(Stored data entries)
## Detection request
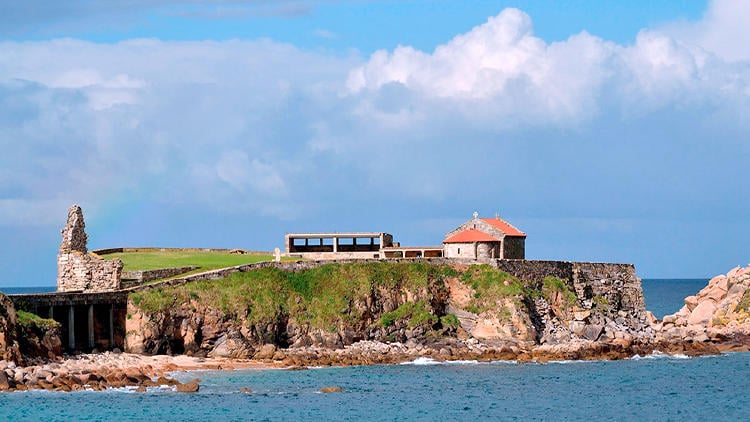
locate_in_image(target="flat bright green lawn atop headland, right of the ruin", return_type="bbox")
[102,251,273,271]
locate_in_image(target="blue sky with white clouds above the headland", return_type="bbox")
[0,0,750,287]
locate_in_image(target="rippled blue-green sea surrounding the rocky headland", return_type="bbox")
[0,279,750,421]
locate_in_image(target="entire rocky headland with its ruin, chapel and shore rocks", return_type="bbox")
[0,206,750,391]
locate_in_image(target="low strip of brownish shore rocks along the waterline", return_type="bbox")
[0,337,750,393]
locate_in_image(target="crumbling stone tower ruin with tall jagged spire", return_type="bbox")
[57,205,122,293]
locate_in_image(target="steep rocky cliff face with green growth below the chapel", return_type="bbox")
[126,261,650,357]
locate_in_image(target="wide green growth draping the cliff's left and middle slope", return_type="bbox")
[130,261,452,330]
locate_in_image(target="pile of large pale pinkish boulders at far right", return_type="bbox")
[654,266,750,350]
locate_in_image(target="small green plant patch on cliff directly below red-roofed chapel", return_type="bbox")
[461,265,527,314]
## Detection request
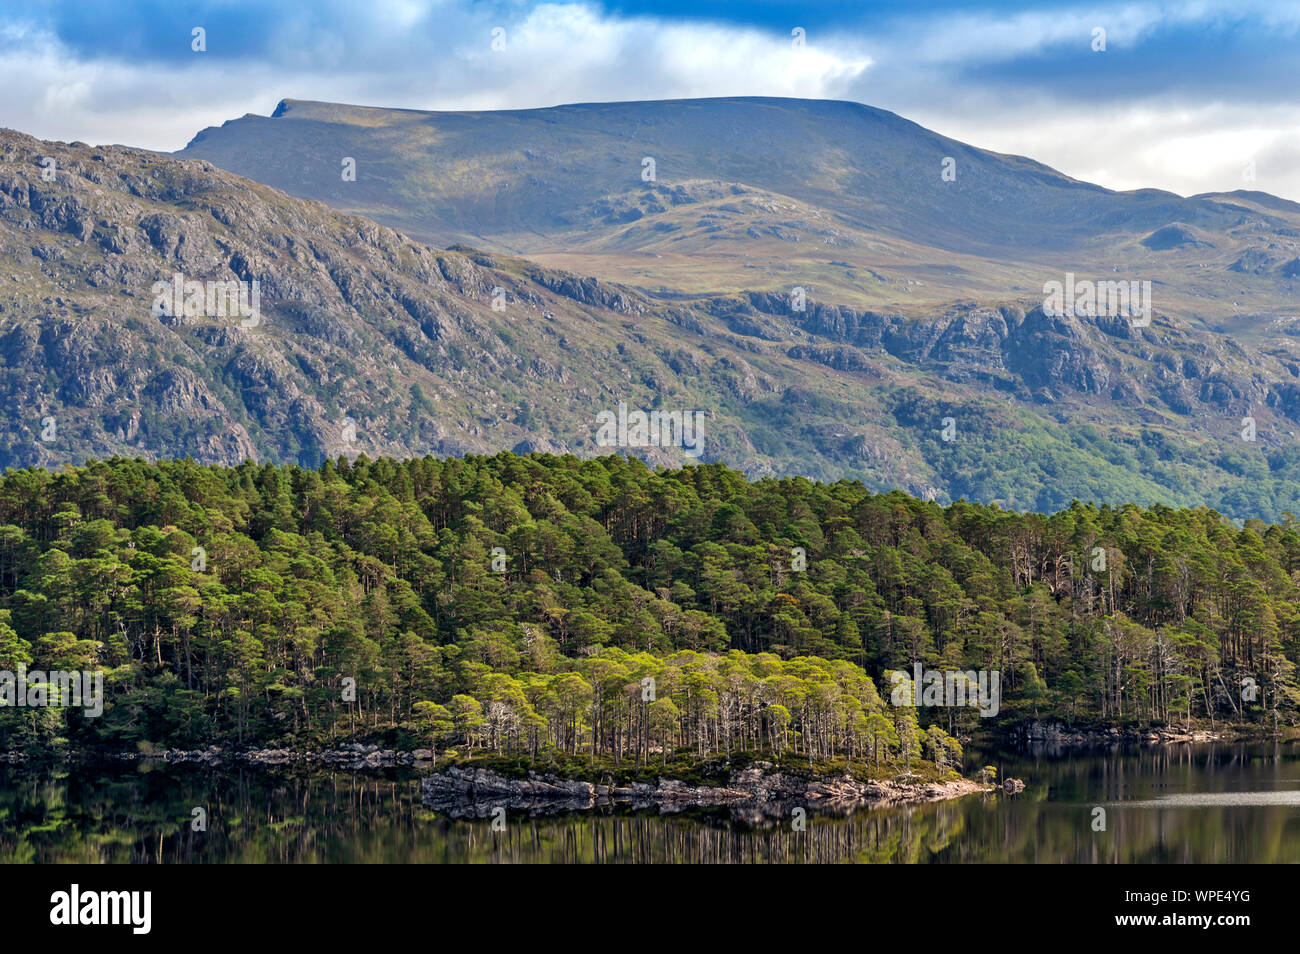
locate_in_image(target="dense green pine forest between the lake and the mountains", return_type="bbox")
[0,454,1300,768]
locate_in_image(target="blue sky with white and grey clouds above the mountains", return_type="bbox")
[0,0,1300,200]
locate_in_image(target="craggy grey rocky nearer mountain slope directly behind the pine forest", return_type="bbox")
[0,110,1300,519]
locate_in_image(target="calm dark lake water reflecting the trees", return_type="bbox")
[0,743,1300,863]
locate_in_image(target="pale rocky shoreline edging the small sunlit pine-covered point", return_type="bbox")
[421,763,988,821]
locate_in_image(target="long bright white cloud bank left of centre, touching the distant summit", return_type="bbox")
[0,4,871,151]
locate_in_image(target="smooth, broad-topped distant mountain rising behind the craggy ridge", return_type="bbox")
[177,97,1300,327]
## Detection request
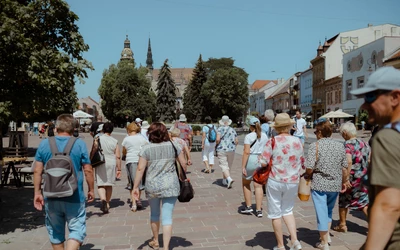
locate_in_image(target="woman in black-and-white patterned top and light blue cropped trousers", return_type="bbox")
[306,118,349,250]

#### [Exercise]
Set down exactly, and only, the lines from the one with "in black-and-white patterned" to the final line of the data.

#### [Result]
locate_in_image(target="woman in black-and-white patterned top and light blue cropped trousers", return_type="bbox")
[306,118,349,250]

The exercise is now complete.